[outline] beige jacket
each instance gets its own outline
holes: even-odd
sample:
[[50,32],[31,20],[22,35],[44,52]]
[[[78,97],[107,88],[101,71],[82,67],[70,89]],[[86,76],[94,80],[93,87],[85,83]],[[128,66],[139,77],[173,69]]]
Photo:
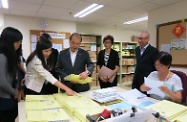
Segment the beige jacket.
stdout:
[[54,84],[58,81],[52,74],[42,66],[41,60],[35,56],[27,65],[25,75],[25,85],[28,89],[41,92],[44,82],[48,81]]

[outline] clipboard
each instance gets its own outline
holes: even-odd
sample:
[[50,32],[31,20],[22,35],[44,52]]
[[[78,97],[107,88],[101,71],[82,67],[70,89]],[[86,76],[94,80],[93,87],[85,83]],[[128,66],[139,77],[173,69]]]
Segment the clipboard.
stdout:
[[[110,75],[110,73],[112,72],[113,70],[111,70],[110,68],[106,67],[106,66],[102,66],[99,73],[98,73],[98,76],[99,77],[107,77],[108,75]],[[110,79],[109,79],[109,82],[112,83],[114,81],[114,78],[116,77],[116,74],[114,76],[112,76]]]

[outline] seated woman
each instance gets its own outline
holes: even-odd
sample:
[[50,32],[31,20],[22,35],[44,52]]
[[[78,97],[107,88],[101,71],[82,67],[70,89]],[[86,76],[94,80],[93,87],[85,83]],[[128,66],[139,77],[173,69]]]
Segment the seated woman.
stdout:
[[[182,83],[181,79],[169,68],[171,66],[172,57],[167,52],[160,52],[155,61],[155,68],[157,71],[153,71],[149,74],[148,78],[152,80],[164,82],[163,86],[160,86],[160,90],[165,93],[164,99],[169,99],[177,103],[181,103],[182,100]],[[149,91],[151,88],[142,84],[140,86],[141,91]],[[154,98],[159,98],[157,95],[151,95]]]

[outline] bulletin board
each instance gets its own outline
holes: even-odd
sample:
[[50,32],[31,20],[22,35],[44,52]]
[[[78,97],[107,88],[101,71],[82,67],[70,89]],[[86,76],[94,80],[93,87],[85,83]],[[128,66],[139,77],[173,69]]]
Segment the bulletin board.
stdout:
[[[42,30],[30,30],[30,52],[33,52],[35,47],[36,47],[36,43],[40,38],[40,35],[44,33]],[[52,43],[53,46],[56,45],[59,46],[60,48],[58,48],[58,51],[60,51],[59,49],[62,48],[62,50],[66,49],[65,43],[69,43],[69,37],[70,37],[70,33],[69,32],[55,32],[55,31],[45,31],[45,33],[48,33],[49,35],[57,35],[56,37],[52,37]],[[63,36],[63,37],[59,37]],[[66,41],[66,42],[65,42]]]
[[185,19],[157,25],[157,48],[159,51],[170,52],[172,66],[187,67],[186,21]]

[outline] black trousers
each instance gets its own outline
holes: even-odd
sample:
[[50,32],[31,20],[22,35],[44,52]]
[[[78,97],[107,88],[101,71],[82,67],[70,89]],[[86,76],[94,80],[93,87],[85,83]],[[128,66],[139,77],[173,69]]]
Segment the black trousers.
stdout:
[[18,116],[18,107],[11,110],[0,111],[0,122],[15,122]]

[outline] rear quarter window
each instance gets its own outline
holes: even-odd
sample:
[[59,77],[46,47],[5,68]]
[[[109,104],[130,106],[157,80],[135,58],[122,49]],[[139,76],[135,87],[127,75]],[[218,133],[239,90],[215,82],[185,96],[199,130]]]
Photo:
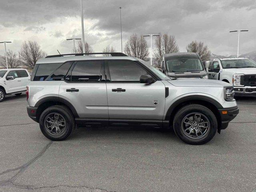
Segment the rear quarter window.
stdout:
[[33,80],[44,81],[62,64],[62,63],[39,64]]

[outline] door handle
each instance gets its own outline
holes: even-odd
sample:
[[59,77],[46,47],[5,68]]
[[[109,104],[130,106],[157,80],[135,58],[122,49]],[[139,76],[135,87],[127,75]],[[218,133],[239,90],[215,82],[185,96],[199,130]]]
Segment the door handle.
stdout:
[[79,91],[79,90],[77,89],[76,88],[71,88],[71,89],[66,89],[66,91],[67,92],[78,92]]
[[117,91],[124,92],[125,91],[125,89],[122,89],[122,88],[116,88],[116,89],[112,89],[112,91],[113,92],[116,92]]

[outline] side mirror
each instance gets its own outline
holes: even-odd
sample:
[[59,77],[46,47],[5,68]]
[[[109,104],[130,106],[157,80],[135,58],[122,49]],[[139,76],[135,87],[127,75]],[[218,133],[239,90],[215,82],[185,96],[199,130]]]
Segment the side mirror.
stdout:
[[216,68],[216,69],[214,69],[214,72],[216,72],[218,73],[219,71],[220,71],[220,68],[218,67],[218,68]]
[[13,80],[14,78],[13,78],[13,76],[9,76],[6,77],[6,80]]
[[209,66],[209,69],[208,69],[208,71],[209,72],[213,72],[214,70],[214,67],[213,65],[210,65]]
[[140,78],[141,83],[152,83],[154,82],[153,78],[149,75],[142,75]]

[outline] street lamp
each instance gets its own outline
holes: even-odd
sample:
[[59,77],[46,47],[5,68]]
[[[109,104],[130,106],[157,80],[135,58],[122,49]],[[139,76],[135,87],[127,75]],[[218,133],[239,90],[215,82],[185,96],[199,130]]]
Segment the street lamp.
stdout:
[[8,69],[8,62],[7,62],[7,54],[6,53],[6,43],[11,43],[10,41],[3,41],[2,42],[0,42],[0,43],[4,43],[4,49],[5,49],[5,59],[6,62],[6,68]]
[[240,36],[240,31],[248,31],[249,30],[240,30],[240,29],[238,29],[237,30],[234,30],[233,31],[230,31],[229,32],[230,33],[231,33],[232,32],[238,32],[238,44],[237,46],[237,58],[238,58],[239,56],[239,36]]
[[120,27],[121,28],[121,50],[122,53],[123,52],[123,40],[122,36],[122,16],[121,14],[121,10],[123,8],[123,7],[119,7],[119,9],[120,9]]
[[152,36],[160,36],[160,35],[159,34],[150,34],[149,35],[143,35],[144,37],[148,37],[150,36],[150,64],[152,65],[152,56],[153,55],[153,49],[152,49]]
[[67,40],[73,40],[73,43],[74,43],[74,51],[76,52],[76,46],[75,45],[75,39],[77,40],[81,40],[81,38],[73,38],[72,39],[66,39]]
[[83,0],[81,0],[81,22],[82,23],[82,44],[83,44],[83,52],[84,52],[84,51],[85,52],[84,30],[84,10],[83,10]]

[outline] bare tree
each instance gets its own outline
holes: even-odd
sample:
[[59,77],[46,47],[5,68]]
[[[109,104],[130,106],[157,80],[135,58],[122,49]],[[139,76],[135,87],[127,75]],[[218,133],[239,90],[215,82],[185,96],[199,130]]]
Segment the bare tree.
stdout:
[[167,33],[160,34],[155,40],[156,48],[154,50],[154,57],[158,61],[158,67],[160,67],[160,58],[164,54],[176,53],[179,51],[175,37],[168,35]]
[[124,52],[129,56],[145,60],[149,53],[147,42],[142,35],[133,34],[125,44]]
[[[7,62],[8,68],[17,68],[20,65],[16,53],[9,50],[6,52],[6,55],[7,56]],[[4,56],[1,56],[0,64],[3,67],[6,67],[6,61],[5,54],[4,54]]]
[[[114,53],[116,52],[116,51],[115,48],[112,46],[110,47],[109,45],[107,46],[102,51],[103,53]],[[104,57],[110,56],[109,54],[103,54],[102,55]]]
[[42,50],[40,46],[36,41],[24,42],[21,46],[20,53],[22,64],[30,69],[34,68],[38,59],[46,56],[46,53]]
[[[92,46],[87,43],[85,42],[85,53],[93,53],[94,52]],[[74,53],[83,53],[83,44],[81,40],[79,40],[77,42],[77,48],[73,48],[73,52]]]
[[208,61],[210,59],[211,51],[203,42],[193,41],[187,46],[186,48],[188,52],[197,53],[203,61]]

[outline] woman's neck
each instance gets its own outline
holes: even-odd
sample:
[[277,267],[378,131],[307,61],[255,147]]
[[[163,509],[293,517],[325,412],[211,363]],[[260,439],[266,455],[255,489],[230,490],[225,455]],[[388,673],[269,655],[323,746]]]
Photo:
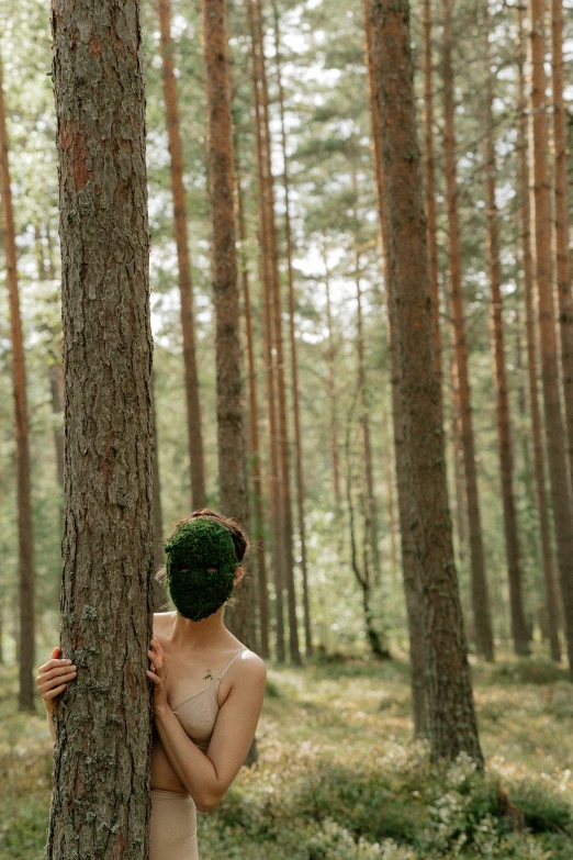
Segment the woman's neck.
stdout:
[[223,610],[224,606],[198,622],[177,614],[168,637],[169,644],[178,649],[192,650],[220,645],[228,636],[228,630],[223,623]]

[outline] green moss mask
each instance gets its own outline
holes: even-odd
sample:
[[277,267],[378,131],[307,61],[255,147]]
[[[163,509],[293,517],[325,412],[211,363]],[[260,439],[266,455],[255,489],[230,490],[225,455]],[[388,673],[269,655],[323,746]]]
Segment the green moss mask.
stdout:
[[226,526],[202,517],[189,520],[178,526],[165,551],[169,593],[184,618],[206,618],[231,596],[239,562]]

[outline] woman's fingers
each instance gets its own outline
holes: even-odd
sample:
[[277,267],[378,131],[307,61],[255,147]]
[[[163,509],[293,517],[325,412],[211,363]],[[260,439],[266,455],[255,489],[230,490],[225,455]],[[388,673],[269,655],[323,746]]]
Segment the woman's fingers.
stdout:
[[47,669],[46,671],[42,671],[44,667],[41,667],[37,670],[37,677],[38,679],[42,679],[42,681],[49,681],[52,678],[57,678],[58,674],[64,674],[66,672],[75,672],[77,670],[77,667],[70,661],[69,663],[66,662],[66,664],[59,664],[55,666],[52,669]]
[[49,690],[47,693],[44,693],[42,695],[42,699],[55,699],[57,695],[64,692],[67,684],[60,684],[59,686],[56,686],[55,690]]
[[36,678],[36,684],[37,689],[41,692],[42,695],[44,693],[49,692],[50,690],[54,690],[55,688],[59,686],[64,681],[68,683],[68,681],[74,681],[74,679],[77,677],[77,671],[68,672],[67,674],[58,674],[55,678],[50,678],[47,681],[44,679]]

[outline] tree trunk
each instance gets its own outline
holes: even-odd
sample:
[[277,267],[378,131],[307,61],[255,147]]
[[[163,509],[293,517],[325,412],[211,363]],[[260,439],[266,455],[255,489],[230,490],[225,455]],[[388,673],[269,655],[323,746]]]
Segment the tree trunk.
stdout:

= = = =

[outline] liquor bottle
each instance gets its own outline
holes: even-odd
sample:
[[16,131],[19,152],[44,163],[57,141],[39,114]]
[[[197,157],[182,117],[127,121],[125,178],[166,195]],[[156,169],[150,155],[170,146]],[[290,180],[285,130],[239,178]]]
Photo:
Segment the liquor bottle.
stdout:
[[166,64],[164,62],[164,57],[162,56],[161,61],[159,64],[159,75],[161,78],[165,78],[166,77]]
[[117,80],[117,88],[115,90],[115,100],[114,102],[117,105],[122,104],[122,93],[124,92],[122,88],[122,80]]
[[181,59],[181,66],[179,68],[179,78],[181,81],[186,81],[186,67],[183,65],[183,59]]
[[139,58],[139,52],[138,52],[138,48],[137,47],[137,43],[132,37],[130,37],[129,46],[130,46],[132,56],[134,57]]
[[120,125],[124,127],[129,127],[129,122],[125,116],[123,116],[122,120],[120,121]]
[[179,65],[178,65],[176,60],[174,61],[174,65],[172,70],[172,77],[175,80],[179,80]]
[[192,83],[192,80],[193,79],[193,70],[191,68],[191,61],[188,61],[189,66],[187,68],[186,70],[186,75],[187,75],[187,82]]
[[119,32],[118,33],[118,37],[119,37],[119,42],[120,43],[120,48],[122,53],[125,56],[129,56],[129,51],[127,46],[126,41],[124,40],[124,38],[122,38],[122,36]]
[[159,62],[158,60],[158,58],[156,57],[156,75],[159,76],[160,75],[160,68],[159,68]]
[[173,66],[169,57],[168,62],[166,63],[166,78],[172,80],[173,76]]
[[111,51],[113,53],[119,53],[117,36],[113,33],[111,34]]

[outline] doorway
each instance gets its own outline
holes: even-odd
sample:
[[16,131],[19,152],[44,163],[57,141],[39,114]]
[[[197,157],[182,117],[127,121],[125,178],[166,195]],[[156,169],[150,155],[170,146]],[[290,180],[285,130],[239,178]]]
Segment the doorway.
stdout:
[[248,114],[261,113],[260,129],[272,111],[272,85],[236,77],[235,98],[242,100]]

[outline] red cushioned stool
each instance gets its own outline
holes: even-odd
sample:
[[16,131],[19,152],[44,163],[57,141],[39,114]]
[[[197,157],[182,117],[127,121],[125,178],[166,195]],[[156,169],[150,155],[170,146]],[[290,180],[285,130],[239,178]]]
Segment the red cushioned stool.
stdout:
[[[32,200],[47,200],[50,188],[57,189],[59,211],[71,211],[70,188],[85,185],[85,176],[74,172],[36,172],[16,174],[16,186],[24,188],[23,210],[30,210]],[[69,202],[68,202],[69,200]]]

= = = =

Challenge: Starting with the line that contains "[outline] side mirror" and going on through the line that contains "[[140,78],[141,83],[152,83],[154,82],[153,78],[149,75],[142,75]]", turn each line into a string and put them all in a JSON list, one string per line, with blank lines left out.

Correct output:
[
  "[outline] side mirror",
  "each instance gets its own outline",
  "holes: even-odd",
  "sample:",
  "[[59,77],[46,47],[5,68]]",
  "[[[109,104],[130,106],[157,80],[135,58],[122,49]],[[139,76],[135,87],[127,75]],[[218,133],[239,90],[215,82],[185,96],[199,130]]]",
  "Segment the side mirror.",
  "stdout:",
  "[[216,68],[216,69],[214,69],[214,72],[216,72],[218,73],[219,71],[220,71],[220,68],[218,67],[218,68]]",
  "[[13,80],[14,78],[13,78],[13,76],[9,76],[6,77],[6,80]]",
  "[[209,66],[209,69],[208,69],[208,71],[209,72],[213,72],[214,70],[214,67],[213,65],[210,65]]",
  "[[140,78],[141,83],[152,83],[154,82],[153,78],[149,75],[142,75]]"
]